Segment Open

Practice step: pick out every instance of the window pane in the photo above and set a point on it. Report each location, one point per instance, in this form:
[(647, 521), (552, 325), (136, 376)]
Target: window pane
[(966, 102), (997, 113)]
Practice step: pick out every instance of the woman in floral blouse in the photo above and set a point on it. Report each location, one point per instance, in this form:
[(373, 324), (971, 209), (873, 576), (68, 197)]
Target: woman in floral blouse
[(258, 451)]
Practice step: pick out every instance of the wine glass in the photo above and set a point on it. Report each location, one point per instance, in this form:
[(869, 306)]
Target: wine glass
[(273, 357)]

Segment Closed
Segment Open

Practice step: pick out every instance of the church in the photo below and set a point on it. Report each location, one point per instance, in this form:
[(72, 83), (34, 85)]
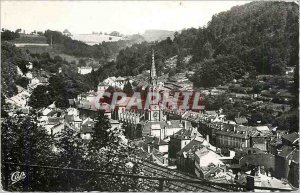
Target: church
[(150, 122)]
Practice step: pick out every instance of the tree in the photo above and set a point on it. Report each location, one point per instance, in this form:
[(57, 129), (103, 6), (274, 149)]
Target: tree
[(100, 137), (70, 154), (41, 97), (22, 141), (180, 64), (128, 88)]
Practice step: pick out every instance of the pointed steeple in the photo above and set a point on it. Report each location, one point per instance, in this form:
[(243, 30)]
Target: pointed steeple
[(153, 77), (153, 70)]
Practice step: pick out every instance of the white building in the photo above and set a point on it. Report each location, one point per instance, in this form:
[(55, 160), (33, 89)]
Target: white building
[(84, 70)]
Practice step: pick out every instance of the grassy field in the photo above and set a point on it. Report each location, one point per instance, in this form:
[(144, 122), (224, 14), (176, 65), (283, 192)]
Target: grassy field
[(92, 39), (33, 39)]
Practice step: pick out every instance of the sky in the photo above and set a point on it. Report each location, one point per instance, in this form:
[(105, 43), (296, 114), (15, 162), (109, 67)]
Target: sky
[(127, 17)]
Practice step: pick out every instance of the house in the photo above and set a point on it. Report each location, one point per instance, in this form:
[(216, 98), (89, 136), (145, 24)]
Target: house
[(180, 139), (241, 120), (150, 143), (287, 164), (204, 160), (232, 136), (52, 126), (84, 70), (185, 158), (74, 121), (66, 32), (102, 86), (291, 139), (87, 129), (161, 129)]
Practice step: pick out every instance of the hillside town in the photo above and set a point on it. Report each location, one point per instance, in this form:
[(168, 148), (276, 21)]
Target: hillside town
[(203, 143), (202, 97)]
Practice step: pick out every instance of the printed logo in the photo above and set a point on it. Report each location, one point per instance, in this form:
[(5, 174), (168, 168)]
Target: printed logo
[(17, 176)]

Segment Closed
Segment Open

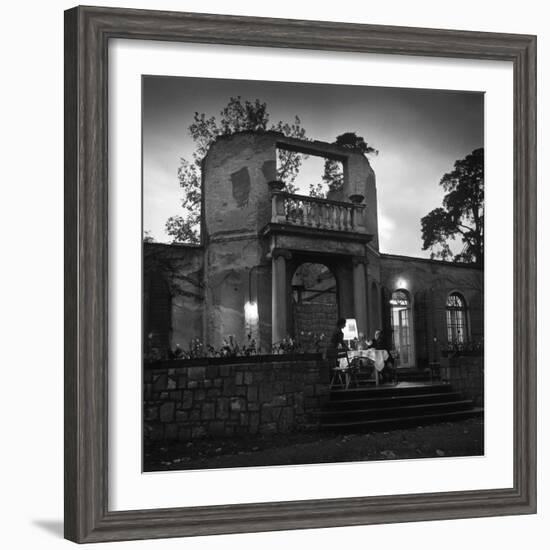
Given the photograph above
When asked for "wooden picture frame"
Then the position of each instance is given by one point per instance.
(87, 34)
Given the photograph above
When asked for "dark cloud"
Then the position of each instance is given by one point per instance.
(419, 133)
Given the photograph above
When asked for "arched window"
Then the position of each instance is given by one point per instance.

Segment Closed

EXERCISE.
Wherever a line of the data above contains "asked", copy that line.

RESULT FOR THIS TASK.
When asked for "wooden picture frame"
When asked for "dark cloud"
When asked for "arched window"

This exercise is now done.